Source extract

You can decide for yourself whether you think the answer should depend on M and N, but I suspect most people will decide that based on whether they are halfers (“it can’t depend on M and N!”) or thirders (“it must depend on M and N!”), rather than what makes mathematical sense. (I’m not saying they will ignore mathematical, I’m saying they will define it by getting the answer they prefer.)

But as long as we are accepting the possibility of infinite wakings, what happens if we hold N constant and let M approach infinity? Halfers will still say the answers don’t change, thirders will say P(odd)=N/(M+N) and P(even)=M/(M+N).

But is it, or is it not, the same if we hold M constant, at a very large number, and let N approach 0? Because at N=0, P(odd)=0, which it can’t be if the halfers are right.

comment by Andreas_Giger · 2013-10-01T20:40:52.081Z · LW(p) · GW(p)

(1/2 3^0 + 1/8 3^2 + ...) / (1/2 3^0 + 1/4 3^1 + 1/8 * 3^2 + ...)

... which can be transformed into an infinite series with a Cesàro sum of 0.5, so that's my answer.

Stored records

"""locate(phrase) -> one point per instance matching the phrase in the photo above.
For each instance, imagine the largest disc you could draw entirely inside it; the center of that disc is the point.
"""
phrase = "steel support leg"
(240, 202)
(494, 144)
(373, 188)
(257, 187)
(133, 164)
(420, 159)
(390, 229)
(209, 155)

To be done
a: Quote the forum excerpt, beginning at the words "But is it, or" and stopping after "3^1 + 1/8 * 3^2 + ...)".
b: In the forum excerpt, what Cesàro sum does the transformed infinite series have?
c: Which probability equations does the forum excerpt state? List every one.

Answers to the exercise
a:
But is it, or is it not, the same if we hold M constant, at a very large number, and let N approach 0? Because at N=0, P(odd)=0, which it can’t be if the halfers are right.

comment by Andreas_Giger · 2013-10-01T20:40:52.081Z · LW(p) · GW(p)

(1/2 3^0 + 1/8 3^2 + ...) / (1/2 3^0 + 1/4 3^1 + 1/8 * 3^2 + ...)

b: 0.5

c:
P(odd)=N/(M+N)
P(even)=M/(M+N)
P(odd)=0